(Saved entries)
>>>
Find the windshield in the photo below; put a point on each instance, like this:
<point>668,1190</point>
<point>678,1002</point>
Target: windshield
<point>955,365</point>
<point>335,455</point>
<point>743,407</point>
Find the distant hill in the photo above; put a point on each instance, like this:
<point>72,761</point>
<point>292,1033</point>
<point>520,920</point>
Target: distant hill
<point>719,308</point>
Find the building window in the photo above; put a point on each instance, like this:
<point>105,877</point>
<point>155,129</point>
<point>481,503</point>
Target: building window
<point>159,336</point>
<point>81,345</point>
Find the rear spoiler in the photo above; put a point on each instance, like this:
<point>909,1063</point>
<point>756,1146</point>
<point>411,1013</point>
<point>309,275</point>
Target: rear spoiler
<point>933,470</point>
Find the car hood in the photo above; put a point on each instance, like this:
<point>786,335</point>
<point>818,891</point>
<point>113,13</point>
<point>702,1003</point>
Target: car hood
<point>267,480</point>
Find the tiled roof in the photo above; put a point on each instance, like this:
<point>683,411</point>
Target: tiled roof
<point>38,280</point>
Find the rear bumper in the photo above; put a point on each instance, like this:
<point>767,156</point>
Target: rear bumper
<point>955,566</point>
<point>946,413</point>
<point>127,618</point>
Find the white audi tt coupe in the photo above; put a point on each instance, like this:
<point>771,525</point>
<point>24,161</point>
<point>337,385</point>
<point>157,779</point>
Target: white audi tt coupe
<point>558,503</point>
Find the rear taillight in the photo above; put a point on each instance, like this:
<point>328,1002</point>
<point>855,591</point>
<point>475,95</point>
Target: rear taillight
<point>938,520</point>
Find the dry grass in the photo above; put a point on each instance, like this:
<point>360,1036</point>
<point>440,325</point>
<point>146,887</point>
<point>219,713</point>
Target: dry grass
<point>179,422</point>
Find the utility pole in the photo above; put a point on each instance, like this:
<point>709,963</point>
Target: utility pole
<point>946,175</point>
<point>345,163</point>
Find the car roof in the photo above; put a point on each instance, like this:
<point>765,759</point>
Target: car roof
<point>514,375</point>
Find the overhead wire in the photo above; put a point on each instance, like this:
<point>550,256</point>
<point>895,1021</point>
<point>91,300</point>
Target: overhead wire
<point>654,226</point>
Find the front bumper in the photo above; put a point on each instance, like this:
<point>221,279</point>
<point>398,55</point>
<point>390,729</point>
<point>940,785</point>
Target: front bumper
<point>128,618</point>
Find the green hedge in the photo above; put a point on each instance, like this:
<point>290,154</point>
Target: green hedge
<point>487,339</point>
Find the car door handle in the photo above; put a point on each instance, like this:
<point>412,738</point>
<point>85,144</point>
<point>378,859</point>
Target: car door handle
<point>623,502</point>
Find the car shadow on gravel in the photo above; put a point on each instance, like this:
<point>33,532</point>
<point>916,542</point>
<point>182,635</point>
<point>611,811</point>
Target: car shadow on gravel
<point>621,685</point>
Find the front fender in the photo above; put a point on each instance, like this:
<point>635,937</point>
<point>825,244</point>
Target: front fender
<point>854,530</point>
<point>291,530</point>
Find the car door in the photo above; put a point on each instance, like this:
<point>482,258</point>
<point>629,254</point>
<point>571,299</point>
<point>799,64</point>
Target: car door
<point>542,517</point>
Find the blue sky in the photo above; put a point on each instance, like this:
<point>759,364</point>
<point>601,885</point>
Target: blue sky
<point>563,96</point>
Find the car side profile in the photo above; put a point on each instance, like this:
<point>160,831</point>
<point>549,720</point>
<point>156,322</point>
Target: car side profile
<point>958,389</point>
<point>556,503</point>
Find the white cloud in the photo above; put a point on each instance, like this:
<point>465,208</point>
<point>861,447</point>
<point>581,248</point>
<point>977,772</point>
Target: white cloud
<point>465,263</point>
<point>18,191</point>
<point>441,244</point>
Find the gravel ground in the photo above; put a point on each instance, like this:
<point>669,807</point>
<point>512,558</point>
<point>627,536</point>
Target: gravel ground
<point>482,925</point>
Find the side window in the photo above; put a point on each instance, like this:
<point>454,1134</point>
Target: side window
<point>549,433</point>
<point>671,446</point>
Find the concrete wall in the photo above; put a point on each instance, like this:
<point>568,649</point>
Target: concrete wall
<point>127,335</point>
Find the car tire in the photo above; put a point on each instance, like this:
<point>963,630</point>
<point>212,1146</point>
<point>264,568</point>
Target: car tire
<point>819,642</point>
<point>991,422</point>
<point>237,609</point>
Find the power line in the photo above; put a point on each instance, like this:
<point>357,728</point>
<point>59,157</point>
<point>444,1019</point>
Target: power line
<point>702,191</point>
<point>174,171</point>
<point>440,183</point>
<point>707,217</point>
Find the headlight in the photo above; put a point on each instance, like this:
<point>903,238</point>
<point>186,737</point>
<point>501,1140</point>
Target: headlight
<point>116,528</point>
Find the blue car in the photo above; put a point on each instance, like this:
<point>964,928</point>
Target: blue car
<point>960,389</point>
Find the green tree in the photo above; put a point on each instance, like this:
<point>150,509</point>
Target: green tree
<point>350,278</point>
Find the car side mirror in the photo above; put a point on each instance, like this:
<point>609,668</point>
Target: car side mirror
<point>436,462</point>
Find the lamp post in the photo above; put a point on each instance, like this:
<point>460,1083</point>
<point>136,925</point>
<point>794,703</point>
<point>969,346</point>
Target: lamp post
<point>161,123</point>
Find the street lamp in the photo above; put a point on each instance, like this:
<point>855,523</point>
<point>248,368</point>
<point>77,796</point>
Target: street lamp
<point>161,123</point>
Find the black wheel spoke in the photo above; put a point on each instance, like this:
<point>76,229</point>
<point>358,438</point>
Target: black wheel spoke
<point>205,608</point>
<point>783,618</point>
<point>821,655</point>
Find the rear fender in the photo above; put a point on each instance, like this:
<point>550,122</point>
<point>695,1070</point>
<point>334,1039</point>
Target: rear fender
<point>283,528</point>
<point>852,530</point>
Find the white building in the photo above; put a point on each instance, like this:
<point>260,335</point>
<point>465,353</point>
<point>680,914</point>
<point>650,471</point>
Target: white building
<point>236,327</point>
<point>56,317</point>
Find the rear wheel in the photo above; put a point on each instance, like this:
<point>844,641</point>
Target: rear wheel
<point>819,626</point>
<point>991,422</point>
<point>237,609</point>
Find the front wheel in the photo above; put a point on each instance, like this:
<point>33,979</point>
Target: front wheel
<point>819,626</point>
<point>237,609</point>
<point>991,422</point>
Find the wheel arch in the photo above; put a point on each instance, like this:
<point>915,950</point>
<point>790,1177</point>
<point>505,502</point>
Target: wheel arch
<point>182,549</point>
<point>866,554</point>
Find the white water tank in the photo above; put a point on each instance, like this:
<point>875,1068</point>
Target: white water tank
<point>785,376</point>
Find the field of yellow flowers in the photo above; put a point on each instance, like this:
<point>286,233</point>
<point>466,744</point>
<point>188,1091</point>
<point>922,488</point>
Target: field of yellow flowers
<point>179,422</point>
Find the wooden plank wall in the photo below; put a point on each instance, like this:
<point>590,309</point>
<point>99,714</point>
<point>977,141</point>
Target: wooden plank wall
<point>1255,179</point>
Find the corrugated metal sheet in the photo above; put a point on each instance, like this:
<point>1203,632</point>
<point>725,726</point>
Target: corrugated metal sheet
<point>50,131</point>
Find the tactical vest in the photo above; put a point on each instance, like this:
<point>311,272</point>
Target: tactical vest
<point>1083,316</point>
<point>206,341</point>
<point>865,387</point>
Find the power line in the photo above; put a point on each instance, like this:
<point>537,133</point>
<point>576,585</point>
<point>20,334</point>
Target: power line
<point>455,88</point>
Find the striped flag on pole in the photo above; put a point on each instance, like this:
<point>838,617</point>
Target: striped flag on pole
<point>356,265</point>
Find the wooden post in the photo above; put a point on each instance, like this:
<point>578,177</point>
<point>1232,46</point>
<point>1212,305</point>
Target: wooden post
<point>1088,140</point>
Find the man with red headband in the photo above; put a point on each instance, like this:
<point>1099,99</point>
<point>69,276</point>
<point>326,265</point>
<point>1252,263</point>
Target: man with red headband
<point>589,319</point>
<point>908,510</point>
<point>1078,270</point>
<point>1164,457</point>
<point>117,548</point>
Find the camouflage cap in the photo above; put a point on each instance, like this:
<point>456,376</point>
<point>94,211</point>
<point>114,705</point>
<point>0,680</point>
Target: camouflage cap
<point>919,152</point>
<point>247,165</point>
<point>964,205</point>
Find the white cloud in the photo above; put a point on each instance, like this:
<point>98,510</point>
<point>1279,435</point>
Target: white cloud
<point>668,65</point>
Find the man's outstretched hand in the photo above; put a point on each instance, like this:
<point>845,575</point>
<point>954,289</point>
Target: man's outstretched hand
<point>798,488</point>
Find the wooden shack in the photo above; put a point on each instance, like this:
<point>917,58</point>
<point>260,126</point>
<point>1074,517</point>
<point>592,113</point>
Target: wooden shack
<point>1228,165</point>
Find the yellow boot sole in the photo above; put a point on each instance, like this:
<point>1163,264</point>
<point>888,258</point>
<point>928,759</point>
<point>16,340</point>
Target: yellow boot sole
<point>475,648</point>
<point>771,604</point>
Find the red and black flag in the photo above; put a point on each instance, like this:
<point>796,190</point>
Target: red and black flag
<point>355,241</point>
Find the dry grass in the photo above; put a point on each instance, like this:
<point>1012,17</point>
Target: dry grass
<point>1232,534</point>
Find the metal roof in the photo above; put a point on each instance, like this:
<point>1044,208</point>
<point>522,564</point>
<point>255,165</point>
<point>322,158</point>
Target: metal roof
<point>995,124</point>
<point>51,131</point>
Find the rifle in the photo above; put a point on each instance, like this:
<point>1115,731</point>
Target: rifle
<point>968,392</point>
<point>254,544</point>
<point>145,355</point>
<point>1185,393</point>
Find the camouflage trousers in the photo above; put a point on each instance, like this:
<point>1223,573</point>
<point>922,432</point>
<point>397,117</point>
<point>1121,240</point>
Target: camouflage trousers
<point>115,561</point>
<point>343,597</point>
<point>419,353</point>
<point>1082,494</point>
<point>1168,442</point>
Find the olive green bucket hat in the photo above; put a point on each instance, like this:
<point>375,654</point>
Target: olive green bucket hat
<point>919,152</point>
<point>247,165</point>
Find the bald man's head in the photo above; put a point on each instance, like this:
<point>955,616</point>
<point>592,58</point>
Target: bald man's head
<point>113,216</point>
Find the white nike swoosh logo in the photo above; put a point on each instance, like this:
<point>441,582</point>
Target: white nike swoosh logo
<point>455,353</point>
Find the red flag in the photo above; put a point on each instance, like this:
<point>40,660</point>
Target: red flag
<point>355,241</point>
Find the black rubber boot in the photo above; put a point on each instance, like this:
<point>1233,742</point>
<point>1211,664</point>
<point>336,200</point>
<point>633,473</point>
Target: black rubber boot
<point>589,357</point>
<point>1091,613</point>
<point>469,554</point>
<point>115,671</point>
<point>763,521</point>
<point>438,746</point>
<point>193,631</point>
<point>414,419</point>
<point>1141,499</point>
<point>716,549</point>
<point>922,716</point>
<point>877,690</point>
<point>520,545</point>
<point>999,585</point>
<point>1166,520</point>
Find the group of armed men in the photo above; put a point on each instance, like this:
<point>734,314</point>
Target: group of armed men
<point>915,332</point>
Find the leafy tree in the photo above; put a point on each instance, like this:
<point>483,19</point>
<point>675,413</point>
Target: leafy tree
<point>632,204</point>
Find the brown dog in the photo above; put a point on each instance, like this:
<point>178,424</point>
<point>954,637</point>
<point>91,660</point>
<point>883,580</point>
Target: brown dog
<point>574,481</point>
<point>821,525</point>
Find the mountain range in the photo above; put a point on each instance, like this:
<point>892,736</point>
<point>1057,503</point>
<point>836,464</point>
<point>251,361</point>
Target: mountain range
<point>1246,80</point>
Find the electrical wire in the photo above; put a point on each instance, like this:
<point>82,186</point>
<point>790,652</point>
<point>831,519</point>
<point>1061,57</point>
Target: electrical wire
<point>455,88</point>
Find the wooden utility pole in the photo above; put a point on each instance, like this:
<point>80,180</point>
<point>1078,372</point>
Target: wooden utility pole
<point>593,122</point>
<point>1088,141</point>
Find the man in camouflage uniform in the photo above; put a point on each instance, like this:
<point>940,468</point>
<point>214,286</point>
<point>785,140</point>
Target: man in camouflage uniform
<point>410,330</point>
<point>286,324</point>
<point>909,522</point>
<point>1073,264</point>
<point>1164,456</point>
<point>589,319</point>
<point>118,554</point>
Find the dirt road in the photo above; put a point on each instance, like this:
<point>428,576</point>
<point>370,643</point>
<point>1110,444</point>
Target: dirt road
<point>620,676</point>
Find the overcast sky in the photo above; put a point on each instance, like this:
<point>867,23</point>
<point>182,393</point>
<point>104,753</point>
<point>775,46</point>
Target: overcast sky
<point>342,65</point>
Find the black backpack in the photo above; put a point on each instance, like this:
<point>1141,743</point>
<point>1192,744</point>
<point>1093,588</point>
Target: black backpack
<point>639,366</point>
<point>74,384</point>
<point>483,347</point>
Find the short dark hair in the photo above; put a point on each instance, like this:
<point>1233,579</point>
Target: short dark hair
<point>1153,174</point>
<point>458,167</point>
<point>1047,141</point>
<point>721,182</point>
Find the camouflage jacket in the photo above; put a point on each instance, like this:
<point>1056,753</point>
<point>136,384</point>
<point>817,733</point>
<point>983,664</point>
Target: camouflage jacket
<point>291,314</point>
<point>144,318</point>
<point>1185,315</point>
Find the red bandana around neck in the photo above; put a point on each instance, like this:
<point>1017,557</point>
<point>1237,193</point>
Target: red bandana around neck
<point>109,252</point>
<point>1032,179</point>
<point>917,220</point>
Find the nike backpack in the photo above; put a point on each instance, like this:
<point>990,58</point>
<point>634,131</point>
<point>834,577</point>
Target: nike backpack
<<<
■ **What is being asked**:
All lines from the line containing "Target: camouflage jacket" through the last line of the data are to be repeated exactly; no other line belongs in the answer.

■ **Output for this task**:
Target: camouflage jacket
<point>291,314</point>
<point>144,318</point>
<point>1185,315</point>
Find the red bandana around neck in the photo above; put a point on each instance, like this:
<point>1017,557</point>
<point>1237,193</point>
Target: red bandana around neck
<point>109,252</point>
<point>1032,179</point>
<point>917,220</point>
Find the nike backpack in the photo above; put a point on each instance, like this:
<point>990,58</point>
<point>634,131</point>
<point>834,577</point>
Target: nike backpack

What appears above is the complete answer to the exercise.